**** Text section ****

Gene Forrester never wanted to kill his best friend and childhood. But the shake of a branch and the jolt of a limb dislodged more than his comrade's feet. Years of friendship, in addition to Finny's body, plummeted through the branches below.
Flash backwards. Two teenage boys, Gene and Finny, are rollicking on the grounds of New Hampshire's Devon School in the summer of 1942. Gene, an introspective and shrewd boy attending the academy on scholarship, is the antithesis of Finny, an extraordinarily popular but innocently unassuming jock who comes from "old money."
During the lazy hours of the summer session, the pair decides out of sheer boredom to create a group called the Super Suicide Society of the summer session. The suicide part comes from the initiation rite: jumping into the Devon River from a perilously thin, brittle tree.
Gene is jealous of Finny's athleticism and flowing wit. He erroneously assumes that Finny is envious of his intellect and trying to sabotage his shot at valedictorian.
When the two decide to jump from the branch together during initiation, a soul-flaying impulse forces Gene to jostle the limb. Finny falls from the branch, breaks his leg and is told that he can never play sports again.

****

Problem set:
a - Retype the part of the Gene and Finny summary starting with "Gene Forrester never" and going on through "thin, brittle tree.".
b - Render this sentence from the Gene and Finny summary in Spanish: "Gene is jealous of Finny's athleticism and flowing wit."
c - List every place the Gene and Finny summary mentions by name.

**** Information provided ****

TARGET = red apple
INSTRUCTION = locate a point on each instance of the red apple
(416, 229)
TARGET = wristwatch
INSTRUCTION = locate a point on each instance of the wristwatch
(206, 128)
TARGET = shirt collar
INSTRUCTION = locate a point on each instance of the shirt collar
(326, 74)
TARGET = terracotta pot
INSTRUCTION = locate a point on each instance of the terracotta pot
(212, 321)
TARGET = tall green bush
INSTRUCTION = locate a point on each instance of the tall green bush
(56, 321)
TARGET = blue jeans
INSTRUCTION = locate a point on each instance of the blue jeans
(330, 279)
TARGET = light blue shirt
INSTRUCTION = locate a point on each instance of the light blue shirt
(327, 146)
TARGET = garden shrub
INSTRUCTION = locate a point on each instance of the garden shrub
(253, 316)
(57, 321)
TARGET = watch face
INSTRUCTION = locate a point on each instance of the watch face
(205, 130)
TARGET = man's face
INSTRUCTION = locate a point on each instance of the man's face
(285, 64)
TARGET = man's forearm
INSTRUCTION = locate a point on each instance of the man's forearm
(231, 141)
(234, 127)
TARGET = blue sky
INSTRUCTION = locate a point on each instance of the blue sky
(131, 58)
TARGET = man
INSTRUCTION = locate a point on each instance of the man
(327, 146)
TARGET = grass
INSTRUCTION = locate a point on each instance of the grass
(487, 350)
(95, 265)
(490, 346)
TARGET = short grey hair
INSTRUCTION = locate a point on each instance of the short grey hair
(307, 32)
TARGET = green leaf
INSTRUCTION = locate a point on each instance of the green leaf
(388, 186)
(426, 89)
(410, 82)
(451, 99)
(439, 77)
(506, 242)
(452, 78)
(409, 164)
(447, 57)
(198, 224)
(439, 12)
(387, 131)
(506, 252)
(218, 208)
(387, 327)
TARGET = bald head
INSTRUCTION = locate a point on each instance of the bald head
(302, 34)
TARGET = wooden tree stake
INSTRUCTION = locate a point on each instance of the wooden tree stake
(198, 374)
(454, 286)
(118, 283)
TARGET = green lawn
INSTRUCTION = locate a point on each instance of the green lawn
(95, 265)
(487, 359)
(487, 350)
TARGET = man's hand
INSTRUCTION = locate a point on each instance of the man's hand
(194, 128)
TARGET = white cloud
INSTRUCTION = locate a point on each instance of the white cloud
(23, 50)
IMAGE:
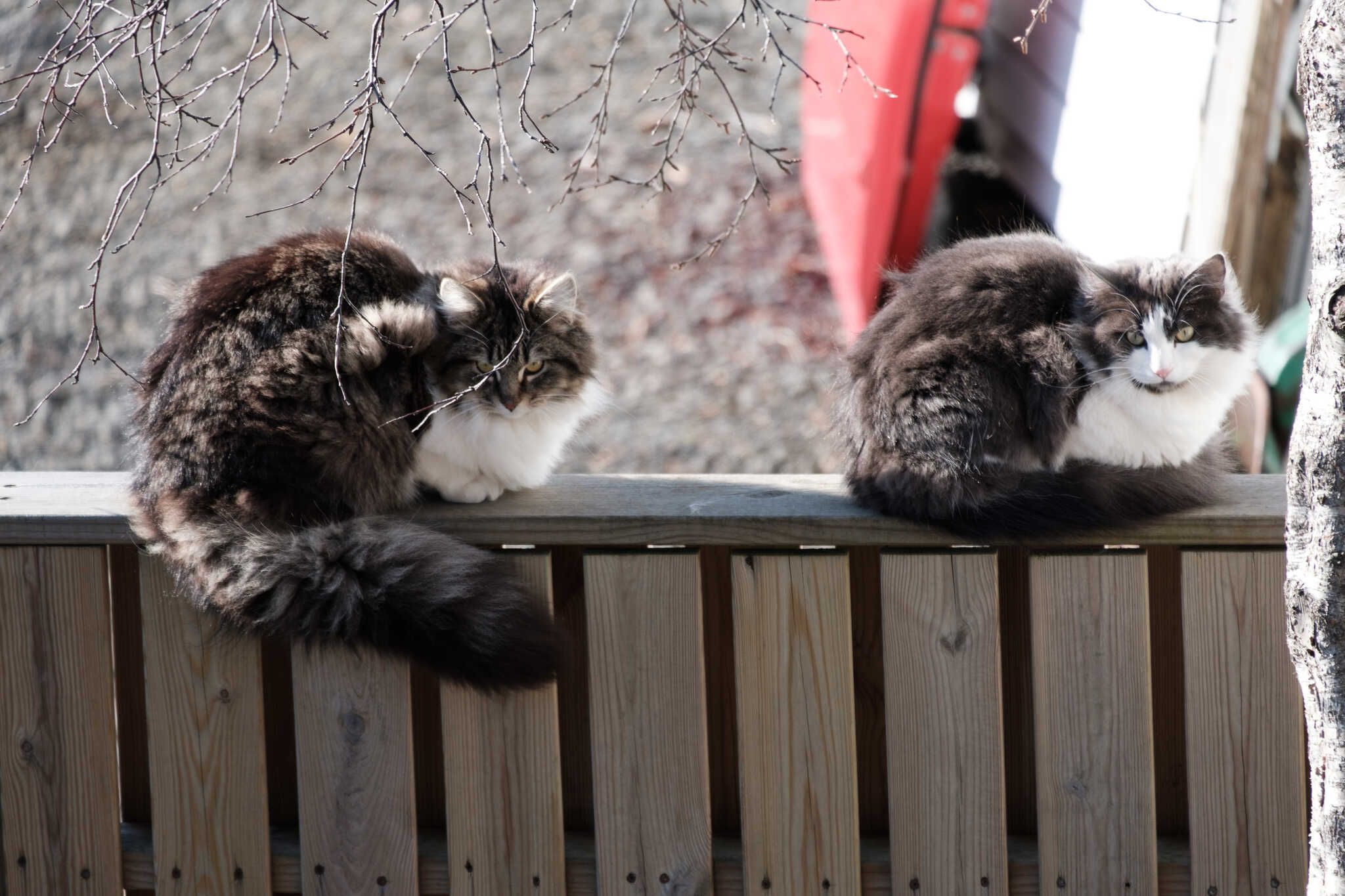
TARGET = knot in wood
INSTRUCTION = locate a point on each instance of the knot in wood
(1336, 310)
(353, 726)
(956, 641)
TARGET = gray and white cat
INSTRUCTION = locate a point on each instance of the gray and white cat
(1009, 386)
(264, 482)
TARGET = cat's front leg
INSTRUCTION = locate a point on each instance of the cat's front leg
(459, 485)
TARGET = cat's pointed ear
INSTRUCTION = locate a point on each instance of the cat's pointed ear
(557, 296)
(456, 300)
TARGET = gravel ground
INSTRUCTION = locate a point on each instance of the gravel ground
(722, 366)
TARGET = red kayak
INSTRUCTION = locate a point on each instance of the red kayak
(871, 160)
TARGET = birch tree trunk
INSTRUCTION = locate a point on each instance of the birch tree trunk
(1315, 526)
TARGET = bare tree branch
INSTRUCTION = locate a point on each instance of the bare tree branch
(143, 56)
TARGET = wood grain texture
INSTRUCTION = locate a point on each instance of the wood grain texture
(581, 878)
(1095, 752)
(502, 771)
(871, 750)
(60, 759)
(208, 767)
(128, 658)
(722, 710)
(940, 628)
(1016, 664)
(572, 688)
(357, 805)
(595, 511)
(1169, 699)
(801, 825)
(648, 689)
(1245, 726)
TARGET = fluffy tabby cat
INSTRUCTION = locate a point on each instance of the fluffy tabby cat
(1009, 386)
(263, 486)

****
**** Information provided ****

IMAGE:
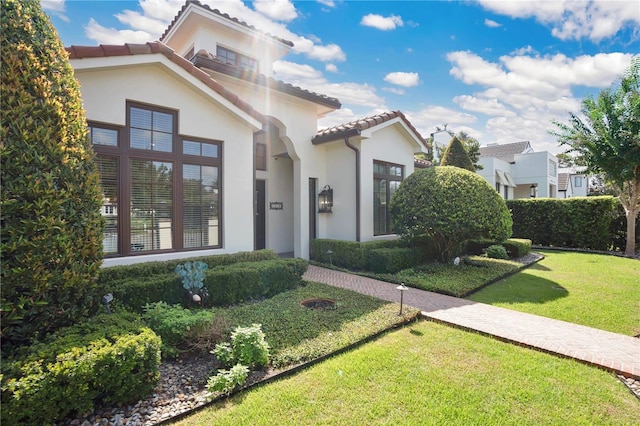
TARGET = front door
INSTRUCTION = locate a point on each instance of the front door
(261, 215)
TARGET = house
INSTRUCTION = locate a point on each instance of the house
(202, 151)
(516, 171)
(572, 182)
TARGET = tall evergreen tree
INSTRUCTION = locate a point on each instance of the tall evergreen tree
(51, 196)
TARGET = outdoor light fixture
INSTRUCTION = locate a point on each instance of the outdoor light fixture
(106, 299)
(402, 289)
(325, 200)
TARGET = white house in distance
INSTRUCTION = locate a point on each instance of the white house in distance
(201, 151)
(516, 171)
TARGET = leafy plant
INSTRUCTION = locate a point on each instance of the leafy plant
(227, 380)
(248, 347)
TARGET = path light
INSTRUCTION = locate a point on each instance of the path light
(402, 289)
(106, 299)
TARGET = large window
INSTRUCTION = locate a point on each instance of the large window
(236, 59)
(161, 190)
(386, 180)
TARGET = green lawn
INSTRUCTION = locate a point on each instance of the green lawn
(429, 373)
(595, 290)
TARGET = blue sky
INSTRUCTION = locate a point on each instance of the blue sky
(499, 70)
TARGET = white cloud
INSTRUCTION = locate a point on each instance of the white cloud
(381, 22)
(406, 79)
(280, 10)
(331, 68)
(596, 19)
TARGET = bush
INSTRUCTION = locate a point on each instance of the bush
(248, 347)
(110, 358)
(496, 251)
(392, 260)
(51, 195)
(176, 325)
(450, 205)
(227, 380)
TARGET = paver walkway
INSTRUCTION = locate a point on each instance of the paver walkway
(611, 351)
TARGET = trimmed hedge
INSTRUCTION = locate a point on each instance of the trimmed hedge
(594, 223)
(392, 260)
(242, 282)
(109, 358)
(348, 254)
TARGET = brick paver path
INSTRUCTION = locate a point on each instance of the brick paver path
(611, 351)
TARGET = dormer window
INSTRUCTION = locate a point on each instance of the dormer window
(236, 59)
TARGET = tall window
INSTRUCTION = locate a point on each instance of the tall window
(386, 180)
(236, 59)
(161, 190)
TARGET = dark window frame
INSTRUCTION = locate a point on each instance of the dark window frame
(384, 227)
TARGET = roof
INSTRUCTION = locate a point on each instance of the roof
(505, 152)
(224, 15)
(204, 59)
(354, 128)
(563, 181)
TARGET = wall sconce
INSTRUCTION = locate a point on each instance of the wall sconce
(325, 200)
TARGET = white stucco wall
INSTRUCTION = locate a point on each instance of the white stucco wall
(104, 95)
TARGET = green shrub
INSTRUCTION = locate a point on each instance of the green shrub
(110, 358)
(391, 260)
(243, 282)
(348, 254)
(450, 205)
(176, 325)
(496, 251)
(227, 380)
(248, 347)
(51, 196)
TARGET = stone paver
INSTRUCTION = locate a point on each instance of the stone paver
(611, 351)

****
**** Information provided ****

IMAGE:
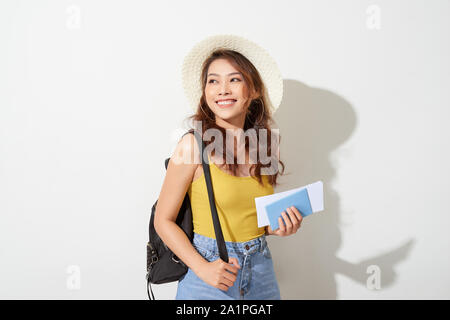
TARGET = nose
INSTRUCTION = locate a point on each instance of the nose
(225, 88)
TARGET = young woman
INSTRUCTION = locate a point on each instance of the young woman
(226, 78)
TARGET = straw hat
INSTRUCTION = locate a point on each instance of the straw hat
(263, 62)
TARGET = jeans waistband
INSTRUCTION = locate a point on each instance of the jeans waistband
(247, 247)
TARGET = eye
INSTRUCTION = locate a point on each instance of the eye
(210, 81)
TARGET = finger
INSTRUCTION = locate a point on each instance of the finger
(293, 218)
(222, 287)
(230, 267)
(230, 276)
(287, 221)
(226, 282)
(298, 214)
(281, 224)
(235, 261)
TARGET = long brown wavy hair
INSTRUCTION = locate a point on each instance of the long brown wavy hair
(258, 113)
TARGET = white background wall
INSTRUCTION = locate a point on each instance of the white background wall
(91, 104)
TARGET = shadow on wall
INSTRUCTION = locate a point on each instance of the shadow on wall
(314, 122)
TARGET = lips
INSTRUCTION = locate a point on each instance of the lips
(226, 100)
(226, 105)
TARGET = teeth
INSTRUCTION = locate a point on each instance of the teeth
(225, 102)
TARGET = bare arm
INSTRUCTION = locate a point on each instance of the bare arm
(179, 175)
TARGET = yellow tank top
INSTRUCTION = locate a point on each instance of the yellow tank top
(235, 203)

****

Answers to each task:
a -
Gene Forrester never wanted to kill his best friend and childhood. But the shake of a branch and the jolt of a limb dislodged more than his comrade's feet. Years of friendship, in addition to Finny's body, plummeted through the branches below.
Flash backwards. Two teenage boys, Gene and Finny, are rollicking on the grounds of New Hampshire's Devon School in the summer of 1942. Gene, an introspective and shrewd boy attending the academy on scholarship, is the antithesis of Finny, an extraordinarily popular but innocently unassuming jock who comes from "old money."
During the lazy hours of the summer session, the pair decides out of sheer boredom to create a group called the Super Suicide Society of the summer session. The suicide part comes from the initiation rite: jumping into the Devon River from a perilously thin, brittle tree.

b - Gene envidia la destreza atlética y el ingenio ágil de Finny.

c - New Hampshire, Devon School, Devon River